| EXERCISE DETAILS |
Write out exactly the lines below that run from the line containing "For each instance of the white building" through the last line of the records.

| PROVIDED INFORMATION |
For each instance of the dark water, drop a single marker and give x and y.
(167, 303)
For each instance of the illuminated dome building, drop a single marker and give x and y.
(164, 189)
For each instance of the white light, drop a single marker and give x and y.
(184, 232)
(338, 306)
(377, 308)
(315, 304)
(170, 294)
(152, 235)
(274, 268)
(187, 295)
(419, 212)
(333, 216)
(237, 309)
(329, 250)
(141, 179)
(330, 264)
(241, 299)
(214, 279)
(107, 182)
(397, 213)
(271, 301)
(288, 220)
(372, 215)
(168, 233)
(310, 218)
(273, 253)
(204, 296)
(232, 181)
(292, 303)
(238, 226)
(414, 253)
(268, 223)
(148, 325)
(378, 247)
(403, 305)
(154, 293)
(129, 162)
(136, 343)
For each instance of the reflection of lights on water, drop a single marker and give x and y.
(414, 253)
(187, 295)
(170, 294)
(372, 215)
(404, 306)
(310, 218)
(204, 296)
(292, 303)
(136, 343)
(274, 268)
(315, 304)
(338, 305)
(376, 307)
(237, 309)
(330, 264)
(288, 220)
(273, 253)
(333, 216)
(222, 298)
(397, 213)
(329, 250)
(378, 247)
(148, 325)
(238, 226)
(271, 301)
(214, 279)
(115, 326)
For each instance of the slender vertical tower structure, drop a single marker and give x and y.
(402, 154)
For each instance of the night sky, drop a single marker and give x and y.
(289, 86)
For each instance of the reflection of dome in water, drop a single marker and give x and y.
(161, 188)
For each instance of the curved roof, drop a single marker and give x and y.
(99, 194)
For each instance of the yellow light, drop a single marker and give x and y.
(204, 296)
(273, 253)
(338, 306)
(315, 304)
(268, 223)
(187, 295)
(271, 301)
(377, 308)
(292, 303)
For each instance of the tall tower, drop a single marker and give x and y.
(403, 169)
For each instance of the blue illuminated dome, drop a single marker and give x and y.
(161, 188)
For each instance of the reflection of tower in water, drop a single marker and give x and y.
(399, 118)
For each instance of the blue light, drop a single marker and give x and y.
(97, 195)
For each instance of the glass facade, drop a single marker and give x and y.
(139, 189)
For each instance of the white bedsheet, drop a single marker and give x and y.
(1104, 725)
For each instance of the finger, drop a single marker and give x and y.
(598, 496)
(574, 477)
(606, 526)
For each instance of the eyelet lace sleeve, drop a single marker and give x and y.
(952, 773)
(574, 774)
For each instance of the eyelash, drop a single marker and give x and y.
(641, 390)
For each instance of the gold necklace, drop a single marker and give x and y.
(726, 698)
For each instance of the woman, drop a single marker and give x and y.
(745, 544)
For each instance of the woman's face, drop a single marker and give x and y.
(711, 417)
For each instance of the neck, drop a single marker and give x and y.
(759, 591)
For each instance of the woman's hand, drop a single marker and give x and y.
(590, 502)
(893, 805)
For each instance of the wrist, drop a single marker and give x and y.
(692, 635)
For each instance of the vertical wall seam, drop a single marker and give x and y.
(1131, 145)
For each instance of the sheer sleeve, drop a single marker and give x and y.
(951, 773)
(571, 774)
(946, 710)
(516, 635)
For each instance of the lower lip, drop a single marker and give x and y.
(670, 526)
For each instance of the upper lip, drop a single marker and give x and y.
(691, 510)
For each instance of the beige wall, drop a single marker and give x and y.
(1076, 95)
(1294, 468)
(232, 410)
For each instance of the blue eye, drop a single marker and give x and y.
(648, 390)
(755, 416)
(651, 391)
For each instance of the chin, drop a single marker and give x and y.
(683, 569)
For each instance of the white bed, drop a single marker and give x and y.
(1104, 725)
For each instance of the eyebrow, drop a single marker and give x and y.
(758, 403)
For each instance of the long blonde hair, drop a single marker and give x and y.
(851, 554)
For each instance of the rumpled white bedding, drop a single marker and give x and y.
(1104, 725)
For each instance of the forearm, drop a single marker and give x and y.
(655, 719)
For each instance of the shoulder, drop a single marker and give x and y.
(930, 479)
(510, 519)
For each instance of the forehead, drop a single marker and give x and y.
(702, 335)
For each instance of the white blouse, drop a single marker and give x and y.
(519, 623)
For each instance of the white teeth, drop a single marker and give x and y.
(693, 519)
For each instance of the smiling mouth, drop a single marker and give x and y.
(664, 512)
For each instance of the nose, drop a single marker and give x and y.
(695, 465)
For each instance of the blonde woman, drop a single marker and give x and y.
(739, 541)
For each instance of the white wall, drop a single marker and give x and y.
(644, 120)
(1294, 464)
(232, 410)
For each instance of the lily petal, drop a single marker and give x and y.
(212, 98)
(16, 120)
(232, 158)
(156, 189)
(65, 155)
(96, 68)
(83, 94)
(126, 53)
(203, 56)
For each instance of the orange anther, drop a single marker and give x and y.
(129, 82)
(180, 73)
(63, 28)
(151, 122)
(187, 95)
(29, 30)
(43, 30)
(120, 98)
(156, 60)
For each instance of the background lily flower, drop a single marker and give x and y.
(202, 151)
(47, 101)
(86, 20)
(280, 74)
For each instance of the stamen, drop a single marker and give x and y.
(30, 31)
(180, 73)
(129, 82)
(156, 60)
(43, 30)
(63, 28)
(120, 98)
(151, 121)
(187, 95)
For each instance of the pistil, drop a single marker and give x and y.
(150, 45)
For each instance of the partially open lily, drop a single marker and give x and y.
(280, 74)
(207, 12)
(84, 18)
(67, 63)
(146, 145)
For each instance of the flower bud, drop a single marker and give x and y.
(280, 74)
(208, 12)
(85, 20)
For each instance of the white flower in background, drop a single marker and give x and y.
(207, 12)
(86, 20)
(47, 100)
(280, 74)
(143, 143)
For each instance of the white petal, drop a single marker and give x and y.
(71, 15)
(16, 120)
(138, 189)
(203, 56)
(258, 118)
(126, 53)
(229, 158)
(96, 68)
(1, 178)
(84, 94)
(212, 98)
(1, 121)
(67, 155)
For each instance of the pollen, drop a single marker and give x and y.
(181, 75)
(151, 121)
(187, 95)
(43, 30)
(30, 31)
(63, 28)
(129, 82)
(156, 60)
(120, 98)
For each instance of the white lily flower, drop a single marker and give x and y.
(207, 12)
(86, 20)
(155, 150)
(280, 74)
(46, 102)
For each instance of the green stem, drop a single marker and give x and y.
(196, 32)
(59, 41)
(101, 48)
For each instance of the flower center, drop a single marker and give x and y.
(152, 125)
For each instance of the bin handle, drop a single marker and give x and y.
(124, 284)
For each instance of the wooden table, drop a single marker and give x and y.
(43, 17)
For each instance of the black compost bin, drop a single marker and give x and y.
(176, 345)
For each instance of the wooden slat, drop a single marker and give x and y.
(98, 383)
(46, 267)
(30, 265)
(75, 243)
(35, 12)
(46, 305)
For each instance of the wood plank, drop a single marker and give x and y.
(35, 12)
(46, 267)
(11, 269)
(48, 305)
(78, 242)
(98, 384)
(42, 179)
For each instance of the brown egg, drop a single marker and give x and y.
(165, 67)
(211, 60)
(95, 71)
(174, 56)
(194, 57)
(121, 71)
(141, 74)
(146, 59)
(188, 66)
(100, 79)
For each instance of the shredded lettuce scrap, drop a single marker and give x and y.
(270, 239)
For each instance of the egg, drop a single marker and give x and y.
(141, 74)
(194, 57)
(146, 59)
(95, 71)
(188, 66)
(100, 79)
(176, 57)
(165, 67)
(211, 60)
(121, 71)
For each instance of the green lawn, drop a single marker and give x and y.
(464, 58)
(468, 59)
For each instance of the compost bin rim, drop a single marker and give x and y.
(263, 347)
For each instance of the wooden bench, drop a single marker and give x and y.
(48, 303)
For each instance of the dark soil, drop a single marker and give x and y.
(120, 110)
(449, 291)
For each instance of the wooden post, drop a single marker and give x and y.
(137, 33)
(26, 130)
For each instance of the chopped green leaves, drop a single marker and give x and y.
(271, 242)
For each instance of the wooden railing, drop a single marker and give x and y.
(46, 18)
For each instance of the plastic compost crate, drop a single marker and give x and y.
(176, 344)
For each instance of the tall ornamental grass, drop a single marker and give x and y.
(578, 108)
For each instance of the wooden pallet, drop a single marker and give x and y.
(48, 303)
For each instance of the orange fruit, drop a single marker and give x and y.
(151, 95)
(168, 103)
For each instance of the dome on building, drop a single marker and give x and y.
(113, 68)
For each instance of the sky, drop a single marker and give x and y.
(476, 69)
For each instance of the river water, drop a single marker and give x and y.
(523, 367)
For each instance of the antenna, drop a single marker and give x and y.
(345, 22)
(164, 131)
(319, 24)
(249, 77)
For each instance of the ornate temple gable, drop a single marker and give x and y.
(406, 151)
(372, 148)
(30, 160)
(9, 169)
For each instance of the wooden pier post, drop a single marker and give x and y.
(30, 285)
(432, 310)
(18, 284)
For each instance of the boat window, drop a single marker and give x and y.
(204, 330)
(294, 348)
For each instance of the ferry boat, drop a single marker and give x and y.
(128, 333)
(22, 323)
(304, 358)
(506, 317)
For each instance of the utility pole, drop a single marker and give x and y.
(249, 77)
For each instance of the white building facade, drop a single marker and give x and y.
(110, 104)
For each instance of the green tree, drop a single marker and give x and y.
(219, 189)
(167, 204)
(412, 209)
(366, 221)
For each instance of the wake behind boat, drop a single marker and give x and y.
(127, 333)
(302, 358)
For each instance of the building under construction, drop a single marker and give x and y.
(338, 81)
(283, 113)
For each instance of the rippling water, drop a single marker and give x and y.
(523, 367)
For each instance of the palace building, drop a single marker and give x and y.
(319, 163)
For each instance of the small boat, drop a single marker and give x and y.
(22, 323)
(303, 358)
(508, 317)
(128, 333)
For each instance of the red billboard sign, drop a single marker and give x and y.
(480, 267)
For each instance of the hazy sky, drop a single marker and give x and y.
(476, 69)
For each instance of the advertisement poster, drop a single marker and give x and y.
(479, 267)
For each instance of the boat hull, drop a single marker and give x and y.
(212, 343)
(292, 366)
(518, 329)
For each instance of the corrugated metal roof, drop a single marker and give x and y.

| RESPONSE FOR THIS EXERCISE |
For each instance of the white building facade, drop a single marker and give x and y.
(110, 104)
For each instance of the green tree, drop a single marker and give x and y.
(219, 189)
(167, 204)
(412, 209)
(366, 221)
For each instance of the wake behind boat, drop a single marker and give x and y.
(127, 333)
(302, 358)
For each instance of the building under construction, drop a single marker and give x and y.
(338, 81)
(283, 113)
For each instance of the rippling water, drop a single marker and give x and y.
(523, 367)
For each instance of the palace building, drop a single marker and give x and y.
(319, 163)
For each instance of the small boat, drop a single marker and give x and y.
(22, 323)
(303, 358)
(508, 317)
(128, 333)
For each instance of the red billboard sign, drop a single marker and give x and y.
(480, 267)
For each instance of the hazy sky, drop a single marker and give x and y.
(476, 69)
For each instance of the advertisement poster, drop a single marker and give x and y.
(479, 267)
For each instance of the boat hull, drop a single marker and give x and y.
(212, 343)
(292, 366)
(518, 329)
For each instance of the corrugated metal roof, drop a single marker and give x and y.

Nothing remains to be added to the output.